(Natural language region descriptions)
──────────

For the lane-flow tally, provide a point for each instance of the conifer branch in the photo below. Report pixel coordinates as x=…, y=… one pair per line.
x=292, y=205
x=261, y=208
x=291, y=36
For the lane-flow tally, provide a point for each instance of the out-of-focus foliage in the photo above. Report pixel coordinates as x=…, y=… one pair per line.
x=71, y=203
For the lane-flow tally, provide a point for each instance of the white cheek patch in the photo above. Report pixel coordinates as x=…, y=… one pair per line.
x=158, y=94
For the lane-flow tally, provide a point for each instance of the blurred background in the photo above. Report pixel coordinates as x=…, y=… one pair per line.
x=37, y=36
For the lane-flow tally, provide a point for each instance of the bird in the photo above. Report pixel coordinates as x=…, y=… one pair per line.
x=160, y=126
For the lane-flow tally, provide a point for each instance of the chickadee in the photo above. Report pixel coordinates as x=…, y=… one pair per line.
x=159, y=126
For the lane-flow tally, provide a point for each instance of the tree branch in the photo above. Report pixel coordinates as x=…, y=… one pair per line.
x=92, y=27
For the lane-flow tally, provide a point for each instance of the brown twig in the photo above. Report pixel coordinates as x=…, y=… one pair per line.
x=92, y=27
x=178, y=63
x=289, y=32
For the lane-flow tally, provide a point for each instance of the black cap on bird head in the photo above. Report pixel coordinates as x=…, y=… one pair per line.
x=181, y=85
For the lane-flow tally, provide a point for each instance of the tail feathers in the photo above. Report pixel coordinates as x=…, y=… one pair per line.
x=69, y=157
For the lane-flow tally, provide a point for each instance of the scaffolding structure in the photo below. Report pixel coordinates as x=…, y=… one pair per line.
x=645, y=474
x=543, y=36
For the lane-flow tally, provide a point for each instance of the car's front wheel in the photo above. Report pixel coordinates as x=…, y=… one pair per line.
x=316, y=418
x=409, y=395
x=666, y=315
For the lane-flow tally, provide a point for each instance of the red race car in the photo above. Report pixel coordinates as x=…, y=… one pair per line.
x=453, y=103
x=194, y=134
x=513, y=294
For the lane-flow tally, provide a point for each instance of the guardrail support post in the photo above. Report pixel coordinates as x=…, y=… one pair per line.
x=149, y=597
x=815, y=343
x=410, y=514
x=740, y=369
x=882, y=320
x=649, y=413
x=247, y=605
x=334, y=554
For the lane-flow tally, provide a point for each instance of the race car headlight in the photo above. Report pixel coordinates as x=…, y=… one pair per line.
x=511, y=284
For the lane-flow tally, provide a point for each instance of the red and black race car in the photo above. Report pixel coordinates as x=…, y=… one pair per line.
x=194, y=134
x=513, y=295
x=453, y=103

──────────

▶ _Work request_
Taking the entries above, please repeat each one exactly.

▶ _Written response_
For the lane-flow tally, provide a point for each instance of the conifer branch in the photo below. Report pixel coordinates as x=…, y=… one pair per line.
x=292, y=205
x=261, y=208
x=291, y=36
For the lane-flow tally, provide a point for each instance of the out-of-focus foliage in the photo above. Report pixel coordinates as x=…, y=… one pair per line.
x=71, y=203
For the lane-flow tally, provide a point for each instance of the white cheek patch in the photo above. Report pixel coordinates as x=…, y=… one pair per line.
x=158, y=94
For the lane-flow tally, provide a point for each instance of the blurred background in the photo above. Report pixel coordinates as x=…, y=… one pair per line.
x=37, y=36
For the lane-flow tally, provide a point for each instance of the bird in the photo above. Report pixel coordinates as x=…, y=… one pair per line.
x=160, y=126
For the lane-flow tally, provide a point for each instance of the chickadee in the photo above. Report pixel coordinates as x=…, y=… one pair per line.
x=159, y=126
For the lane-flow tally, provide a point for each instance of the tree branch in the photo above. Report pixel coordinates as x=…, y=… one pair per line.
x=92, y=27
For the lane-flow tally, provide a point for each instance of the brown twig in the photo above. Report pixel coordinates as x=…, y=… one pair per line.
x=92, y=27
x=178, y=63
x=289, y=32
For the lane-flow tally, provide a point for each instance of the black cap on bird head in the photo above. Report pixel coordinates as x=…, y=… one pair per line.
x=181, y=85
For the lane-flow tally, provide a point for each instance of the tail feathers in the photo above. Report pixel coordinates as x=…, y=… one pair per line.
x=69, y=157
For the lane-flow tally, provide a point for each instance of the scaffolding structure in the photo below. Report pixel coordinates as x=…, y=… one pair per line.
x=645, y=474
x=543, y=36
For the lane-flow tally, provide a point for each instance of the car's front wheel in the photo above. Report pixel coordinates as x=…, y=… one pair per line.
x=316, y=418
x=409, y=395
x=666, y=315
For the lane-flow tally, provide a point for each instance of the red race car in the photo above. Report pixel coordinates as x=…, y=… one pair per line.
x=453, y=103
x=194, y=134
x=513, y=294
For the lane-flow tally, provide a point for each instance of the guardrail support post in the photo above. Report pixel coordinates as x=…, y=… one pair per line.
x=149, y=597
x=815, y=343
x=410, y=514
x=740, y=369
x=882, y=320
x=649, y=413
x=247, y=605
x=334, y=554
For the lane-flow tally, provide a point for each instance of the race car headlight in the photo above. Report pixel coordinates as x=…, y=… one pair per line.
x=511, y=284
For the lane-flow tally, provide a point for each instance of the red and black race car in the photo above. Report pixel coordinates as x=…, y=… one pair per line.
x=194, y=134
x=513, y=295
x=453, y=103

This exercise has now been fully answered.